— Provided data —
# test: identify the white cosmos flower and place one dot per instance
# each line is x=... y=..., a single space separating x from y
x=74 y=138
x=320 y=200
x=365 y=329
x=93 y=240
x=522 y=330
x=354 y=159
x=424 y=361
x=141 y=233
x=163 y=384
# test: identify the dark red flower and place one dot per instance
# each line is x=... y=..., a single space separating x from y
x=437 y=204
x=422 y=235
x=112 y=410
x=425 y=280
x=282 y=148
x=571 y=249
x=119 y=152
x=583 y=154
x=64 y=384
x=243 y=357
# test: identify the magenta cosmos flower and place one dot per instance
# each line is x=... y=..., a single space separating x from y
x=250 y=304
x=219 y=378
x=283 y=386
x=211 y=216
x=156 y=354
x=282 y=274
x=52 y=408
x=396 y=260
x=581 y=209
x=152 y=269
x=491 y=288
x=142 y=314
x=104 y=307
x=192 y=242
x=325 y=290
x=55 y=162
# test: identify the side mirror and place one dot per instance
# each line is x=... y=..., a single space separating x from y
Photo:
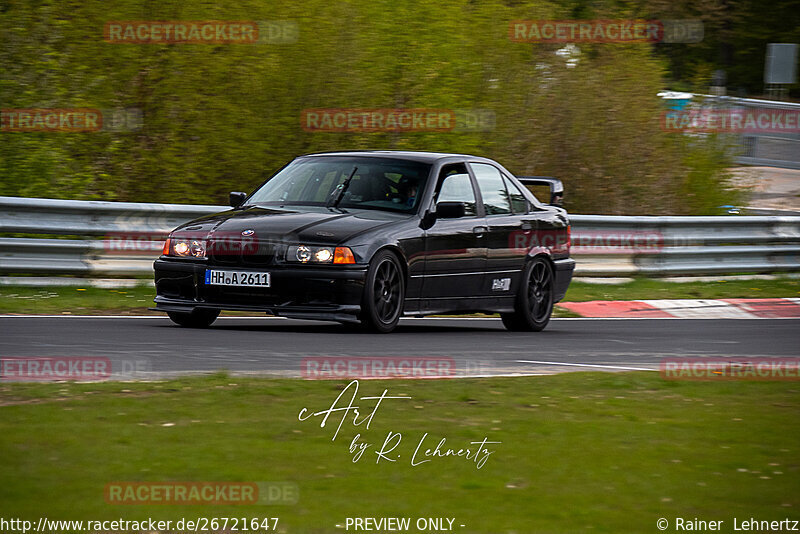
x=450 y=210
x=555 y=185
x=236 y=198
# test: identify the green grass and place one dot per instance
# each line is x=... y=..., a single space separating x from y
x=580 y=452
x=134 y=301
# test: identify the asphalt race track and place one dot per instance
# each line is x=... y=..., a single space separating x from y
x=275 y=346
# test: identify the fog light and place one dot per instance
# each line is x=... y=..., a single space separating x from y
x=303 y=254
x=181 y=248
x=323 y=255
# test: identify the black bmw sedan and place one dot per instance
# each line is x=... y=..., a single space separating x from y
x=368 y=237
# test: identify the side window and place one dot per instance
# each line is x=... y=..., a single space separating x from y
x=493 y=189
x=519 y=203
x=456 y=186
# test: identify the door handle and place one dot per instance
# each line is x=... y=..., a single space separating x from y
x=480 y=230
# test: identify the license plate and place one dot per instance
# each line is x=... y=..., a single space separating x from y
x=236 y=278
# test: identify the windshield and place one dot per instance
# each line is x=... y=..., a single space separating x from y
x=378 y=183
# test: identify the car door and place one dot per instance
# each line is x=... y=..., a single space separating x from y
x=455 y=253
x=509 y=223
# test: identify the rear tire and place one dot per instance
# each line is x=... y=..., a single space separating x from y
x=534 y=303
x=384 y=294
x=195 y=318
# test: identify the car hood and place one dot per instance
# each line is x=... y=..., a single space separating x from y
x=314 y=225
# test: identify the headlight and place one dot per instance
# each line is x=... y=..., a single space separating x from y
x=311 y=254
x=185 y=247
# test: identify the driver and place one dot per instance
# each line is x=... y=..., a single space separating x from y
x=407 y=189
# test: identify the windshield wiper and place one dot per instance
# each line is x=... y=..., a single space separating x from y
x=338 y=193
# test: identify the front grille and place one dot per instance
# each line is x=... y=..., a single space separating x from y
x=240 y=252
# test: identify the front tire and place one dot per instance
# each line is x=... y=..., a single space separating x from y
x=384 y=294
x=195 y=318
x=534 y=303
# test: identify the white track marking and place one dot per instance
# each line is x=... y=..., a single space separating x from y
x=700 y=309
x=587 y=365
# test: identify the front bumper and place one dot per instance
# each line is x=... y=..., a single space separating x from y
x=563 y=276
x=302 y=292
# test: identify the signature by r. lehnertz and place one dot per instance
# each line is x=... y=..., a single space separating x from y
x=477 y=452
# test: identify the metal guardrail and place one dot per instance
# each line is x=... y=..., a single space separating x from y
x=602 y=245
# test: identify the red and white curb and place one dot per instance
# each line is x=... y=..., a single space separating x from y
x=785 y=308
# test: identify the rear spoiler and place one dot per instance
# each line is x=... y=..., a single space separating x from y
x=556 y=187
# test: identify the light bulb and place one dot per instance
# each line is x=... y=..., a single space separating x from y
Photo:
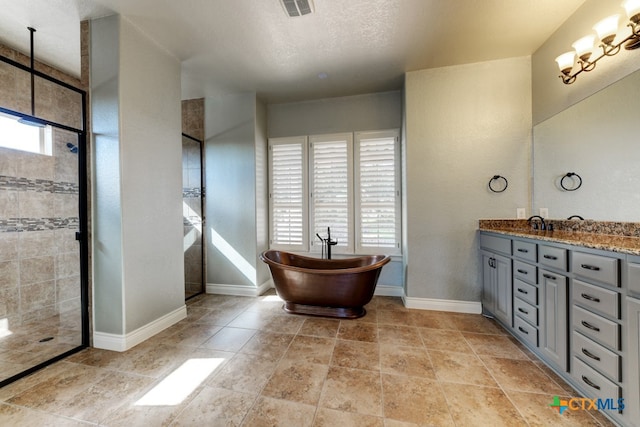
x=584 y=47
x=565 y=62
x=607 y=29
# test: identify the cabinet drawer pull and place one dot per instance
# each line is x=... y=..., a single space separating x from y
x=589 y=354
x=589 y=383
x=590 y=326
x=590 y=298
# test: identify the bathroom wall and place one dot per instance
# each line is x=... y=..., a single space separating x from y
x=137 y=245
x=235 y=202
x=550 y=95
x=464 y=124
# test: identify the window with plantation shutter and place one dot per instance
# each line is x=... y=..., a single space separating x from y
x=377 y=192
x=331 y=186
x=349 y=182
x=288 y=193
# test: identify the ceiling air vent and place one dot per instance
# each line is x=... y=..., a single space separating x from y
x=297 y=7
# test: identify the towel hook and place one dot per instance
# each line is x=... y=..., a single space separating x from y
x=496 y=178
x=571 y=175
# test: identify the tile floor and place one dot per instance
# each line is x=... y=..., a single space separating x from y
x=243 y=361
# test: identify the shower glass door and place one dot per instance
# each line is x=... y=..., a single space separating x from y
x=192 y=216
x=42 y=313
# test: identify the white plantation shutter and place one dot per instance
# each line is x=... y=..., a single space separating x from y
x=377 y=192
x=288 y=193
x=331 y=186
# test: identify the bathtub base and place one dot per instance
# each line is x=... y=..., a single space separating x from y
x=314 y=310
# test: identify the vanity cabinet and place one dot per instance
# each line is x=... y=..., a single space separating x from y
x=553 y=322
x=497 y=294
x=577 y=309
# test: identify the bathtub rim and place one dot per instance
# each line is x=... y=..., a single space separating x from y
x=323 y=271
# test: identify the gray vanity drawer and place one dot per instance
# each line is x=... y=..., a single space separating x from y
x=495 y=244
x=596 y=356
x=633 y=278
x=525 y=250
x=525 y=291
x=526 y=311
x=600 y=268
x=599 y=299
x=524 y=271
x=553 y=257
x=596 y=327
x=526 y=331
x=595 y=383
* * *
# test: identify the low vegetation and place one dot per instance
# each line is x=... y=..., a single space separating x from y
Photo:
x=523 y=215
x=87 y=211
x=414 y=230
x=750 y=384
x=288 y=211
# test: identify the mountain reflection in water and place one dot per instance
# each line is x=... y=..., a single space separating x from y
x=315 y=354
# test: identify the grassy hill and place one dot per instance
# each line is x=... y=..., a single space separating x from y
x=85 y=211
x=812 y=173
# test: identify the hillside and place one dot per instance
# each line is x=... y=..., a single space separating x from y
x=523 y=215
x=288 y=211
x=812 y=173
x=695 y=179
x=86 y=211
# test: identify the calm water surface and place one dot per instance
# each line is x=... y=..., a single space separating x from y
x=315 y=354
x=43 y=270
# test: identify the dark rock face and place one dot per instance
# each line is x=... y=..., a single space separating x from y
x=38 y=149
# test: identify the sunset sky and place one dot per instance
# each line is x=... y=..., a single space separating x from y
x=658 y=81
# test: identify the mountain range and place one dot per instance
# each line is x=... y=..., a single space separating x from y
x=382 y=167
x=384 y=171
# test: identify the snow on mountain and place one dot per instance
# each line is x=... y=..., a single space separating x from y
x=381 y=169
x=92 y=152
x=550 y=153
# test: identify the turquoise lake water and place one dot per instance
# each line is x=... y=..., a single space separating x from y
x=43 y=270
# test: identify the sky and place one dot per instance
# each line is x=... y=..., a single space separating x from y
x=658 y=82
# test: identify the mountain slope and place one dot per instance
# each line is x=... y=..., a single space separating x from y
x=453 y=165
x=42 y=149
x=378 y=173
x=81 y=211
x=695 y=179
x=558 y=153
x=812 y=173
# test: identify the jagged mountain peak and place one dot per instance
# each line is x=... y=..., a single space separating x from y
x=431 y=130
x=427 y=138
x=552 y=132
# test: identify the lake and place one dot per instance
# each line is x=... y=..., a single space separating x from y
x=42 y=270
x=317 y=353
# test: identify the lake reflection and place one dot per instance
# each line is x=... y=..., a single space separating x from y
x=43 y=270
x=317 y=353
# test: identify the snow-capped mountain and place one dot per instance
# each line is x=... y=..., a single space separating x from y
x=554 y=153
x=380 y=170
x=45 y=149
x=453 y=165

— Exercise goal —
Say the number of lines in the material above that contain the word "reflection", and nothing else.

— Answer to the exercise —
2